### SHORT TASK
Repeat the following items verbatim, every one of them, with nothing changed.

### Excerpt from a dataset
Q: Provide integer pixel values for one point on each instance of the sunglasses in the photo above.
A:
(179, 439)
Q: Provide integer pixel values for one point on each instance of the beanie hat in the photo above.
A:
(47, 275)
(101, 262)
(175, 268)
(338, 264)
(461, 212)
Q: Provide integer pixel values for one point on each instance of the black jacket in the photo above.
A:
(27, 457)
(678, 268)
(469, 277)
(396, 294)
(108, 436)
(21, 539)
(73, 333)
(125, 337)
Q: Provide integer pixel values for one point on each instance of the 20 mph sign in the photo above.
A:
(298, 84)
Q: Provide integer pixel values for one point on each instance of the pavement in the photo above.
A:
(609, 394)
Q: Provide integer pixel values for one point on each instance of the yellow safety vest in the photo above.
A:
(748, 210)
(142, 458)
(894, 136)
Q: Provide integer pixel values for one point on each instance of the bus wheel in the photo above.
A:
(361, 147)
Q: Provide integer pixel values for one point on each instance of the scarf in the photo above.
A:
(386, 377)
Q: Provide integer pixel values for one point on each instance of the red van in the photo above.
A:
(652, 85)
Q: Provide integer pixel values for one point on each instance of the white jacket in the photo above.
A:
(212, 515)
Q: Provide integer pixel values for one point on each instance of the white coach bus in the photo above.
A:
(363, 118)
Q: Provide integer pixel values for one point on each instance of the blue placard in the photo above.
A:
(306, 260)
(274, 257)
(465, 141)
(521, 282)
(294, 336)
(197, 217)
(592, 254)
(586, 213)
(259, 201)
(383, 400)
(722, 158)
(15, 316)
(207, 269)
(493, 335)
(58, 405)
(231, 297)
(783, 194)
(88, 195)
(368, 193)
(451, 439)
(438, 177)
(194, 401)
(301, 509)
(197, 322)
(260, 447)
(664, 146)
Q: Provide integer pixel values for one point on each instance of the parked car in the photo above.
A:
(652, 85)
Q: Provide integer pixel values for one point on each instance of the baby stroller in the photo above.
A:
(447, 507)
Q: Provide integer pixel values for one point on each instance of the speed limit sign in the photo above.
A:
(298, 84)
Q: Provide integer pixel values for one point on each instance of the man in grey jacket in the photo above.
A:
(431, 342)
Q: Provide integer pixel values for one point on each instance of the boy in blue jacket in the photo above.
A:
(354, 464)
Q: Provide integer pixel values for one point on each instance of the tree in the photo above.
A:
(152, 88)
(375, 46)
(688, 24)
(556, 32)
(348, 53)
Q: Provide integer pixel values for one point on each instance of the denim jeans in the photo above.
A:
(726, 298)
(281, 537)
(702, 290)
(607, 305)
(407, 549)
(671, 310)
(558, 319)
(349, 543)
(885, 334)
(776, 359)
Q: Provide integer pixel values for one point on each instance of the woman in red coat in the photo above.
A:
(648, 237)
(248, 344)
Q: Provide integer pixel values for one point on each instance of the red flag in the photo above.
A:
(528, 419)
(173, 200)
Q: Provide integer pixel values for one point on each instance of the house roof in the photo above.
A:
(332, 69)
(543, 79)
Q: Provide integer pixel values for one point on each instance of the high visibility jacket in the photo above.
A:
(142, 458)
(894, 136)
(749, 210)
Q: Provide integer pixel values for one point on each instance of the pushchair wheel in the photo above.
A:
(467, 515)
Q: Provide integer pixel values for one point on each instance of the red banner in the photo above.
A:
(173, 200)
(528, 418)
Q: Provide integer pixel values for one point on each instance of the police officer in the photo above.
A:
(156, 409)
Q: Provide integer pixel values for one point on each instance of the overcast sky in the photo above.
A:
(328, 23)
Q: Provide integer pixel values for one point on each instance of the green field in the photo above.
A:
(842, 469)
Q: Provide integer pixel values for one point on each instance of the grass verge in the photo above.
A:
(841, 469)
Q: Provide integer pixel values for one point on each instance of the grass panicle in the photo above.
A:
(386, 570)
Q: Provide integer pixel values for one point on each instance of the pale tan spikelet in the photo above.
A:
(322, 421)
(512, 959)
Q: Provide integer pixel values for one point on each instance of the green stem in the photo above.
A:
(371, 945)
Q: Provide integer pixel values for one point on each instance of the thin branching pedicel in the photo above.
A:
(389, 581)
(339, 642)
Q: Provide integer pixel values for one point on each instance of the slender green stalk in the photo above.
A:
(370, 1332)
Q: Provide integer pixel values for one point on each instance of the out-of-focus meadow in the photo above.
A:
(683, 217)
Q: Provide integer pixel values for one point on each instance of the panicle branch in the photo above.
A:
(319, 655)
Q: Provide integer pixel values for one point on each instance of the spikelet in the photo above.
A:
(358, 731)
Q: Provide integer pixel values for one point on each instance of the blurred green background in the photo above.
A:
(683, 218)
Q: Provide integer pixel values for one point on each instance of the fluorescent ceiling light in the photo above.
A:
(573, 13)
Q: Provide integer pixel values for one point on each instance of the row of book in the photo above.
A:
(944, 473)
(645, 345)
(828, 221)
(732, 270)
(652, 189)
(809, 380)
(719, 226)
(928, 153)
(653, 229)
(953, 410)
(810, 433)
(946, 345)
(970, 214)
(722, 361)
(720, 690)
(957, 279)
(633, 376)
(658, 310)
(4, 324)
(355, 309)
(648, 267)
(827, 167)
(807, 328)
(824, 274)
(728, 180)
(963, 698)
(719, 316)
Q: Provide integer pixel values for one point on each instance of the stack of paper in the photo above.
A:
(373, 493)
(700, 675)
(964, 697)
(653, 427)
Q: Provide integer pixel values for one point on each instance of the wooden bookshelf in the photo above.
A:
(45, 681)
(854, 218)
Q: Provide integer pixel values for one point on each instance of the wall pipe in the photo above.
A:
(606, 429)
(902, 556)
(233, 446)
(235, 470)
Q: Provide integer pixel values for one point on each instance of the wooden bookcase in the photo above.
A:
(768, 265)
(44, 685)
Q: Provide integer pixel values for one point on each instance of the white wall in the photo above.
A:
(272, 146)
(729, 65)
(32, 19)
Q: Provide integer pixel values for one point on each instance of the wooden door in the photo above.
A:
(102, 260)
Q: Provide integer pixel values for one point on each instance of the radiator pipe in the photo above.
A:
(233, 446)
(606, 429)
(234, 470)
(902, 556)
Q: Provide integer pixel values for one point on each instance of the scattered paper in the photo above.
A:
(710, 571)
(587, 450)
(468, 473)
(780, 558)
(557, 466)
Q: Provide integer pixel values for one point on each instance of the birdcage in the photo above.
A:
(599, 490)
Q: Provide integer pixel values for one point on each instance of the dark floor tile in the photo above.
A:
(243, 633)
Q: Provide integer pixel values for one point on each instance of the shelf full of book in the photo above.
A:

### OUTPUT FOR THIS EXERCISE
Q: Provide integer pixel values for one point on each instance of the sunglasses in the photo above.
A:
(179, 439)
Q: Provide integer pixel values for one point on each instance of the beanie hat in the photo above.
A:
(47, 275)
(101, 262)
(175, 268)
(338, 264)
(461, 212)
Q: Provide integer pixel values for one point on each instance of the black jacket in the photo above.
A:
(27, 457)
(678, 268)
(469, 277)
(396, 294)
(108, 436)
(21, 539)
(73, 333)
(125, 337)
Q: Provide integer pixel values for one point on each instance of the 20 mph sign in the photo above.
A:
(298, 84)
Q: Provide integer pixel values for one point on each instance of the pavement in the photo above.
A:
(609, 394)
Q: Provide integer pixel values for one point on each instance of the yellow safety vest in the photo above.
A:
(748, 210)
(142, 458)
(894, 136)
Q: Provide integer pixel values for one point on each instance of the bus wheel in the photo above.
A:
(361, 147)
Q: Provide integer pixel values for one point on each instance of the scarf in the photo above.
A:
(386, 377)
Q: Provide integer pixel values for one point on each instance of the red van in the photo above.
A:
(652, 85)
Q: Provide integer pixel values for one point on each instance of the white jacket in the photo above.
A:
(212, 515)
Q: Provide integer pixel values for one point on each instance of the white coach bus in the photo above.
A:
(363, 118)
Q: Provide integer pixel values for one point on each instance of the blue placard in the photo above.
A:
(306, 260)
(274, 257)
(465, 141)
(521, 282)
(294, 336)
(197, 217)
(592, 254)
(586, 213)
(259, 201)
(383, 400)
(722, 158)
(15, 316)
(207, 269)
(493, 335)
(58, 405)
(231, 297)
(783, 194)
(88, 195)
(368, 193)
(451, 439)
(438, 177)
(194, 401)
(301, 509)
(197, 322)
(260, 447)
(664, 146)
Q: Provide integer pixel values for one point on each instance of the parked car in the photo above.
A:
(652, 85)
Q: Provide integer pixel values for one point on each instance of the baby stroller in the photo above.
A:
(447, 507)
Q: Provide integer pixel values for one point on each instance of the speed limit sign in the photo above.
A:
(298, 84)
Q: Provide integer pixel values for one point on each instance of the man in grey jacket in the photo above.
A:
(431, 342)
Q: Provide integer pixel values for one point on each instance of the boy in blue jacket in the photo above.
A:
(354, 464)
Q: Provide integer pixel values for one point on each instance of the tree in the photo above.
A:
(152, 88)
(375, 46)
(688, 24)
(556, 32)
(348, 53)
Q: Provide integer pixel values for one point on each instance of the denim jeans in the photo above.
A:
(726, 298)
(281, 537)
(702, 290)
(607, 305)
(407, 549)
(671, 310)
(558, 319)
(349, 543)
(885, 334)
(776, 359)
Q: Provide integer pixel values for one point on each instance of the woman in red coat in the photo above.
A:
(648, 237)
(248, 344)
Q: Provide integer pixel values for one point on each instance of the red flag in the photo above.
A:
(528, 419)
(173, 200)
Q: Provide integer pixel values for one point on each instance of the house roof in the photo above.
A:
(332, 69)
(543, 79)
Q: Provide integer pixel values for one point on each instance of the high visibility jacket in the photo above.
A:
(142, 458)
(894, 136)
(749, 210)
Q: Provide integer pixel values for one point on each instance of the pushchair wheel in the photo above.
A:
(467, 515)
Q: Provide integer pixel values for one point on each instance of the red banner in the photo above.
A:
(173, 200)
(528, 418)
Q: Provide integer pixel values for one point on each instance of the police officer in the photo above.
A:
(156, 409)
Q: Provide integer pixel values for one point on each instance of the overcast sky in the photo above.
A:
(328, 23)
Q: Provide integer pixel values for one point on each instance of the green field in the photo above.
A:
(842, 469)
Q: Provide integer pixel values for one point on each instance of the grass verge in the photo above.
A:
(841, 469)
Q: Provide integer pixel values for one point on each instance of the grass panicle in the photo above.
A:
(386, 570)
Q: Provide integer pixel values for one point on each instance of the pale tan spikelet in the photo above.
A:
(322, 421)
(512, 959)
Q: Provide integer pixel values for one point on each instance of the green stem in the photo above.
A:
(371, 945)
Q: Provide integer pixel values for one point on each instance of the thin branching pedicel in the photo above.
A:
(389, 581)
(339, 642)
Q: Provide integer pixel values for one point on each instance of the slender green stalk in the photo above.
A:
(370, 1332)
Q: Provide integer pixel values for one point on each instance of the out-of-focus meadow in the photo above.
A:
(683, 217)
Q: Provide integer pixel values for one point on each instance of the panicle branch in the photo above.
A:
(319, 655)
Q: Provide integer pixel values for one point on each instance of the spikelet in the photo above.
A:
(358, 731)
Q: Provide integer pixel values for one point on each instance of the blurred green background in the photo above.
A:
(683, 218)
Q: Provide integer pixel values for one point on each instance of the fluorescent ceiling light in the photo above.
A:
(573, 13)
Q: Provide integer pixel values for one point on each instance of the row of book in the photo above.
A:
(944, 473)
(645, 345)
(828, 221)
(732, 270)
(652, 189)
(809, 380)
(719, 226)
(928, 153)
(653, 229)
(953, 410)
(810, 433)
(946, 345)
(970, 214)
(722, 361)
(720, 690)
(957, 279)
(633, 376)
(658, 310)
(4, 324)
(355, 309)
(648, 267)
(827, 167)
(807, 328)
(824, 274)
(728, 180)
(963, 698)
(719, 316)
Q: Provide integer pixel values for one point on each instance of the stack of paper in the photo above.
A:
(373, 493)
(700, 675)
(964, 697)
(653, 427)
Q: Provide integer pixel values for one point on each instance of the wooden bookshelf in the photo above.
A:
(45, 681)
(854, 218)
Q: Provide integer pixel values for one point on each instance of the wall pipe in the photo above.
A:
(606, 429)
(902, 556)
(233, 446)
(235, 470)
Q: Provide integer pixel values for one point on each instance of the wooden bookcase in the photo above.
A:
(768, 265)
(44, 685)
Q: Provide integer pixel values for one point on each instance of the white wall in the photo above.
A:
(272, 146)
(729, 65)
(32, 19)
Q: Provide integer pixel values for one point on each instance of the wooden door in the photo above.
A:
(102, 260)
Q: Provide integer pixel values for one point on each instance of the radiator pipe in the photo above.
A:
(233, 446)
(606, 429)
(234, 470)
(902, 556)
Q: Provide integer pixel values for one point on each instance of the scattered paper in the photo above.
A:
(710, 571)
(587, 450)
(468, 473)
(780, 558)
(557, 466)
Q: Provide integer pixel values for one point on each instance of the birdcage in the photo above.
A:
(599, 490)
Q: Provide integer pixel values for one point on each instance of the dark floor tile in the photo above.
A:
(243, 633)
Q: Provide integer pixel values for one point on each instance of the shelf full of book in the photo above.
A:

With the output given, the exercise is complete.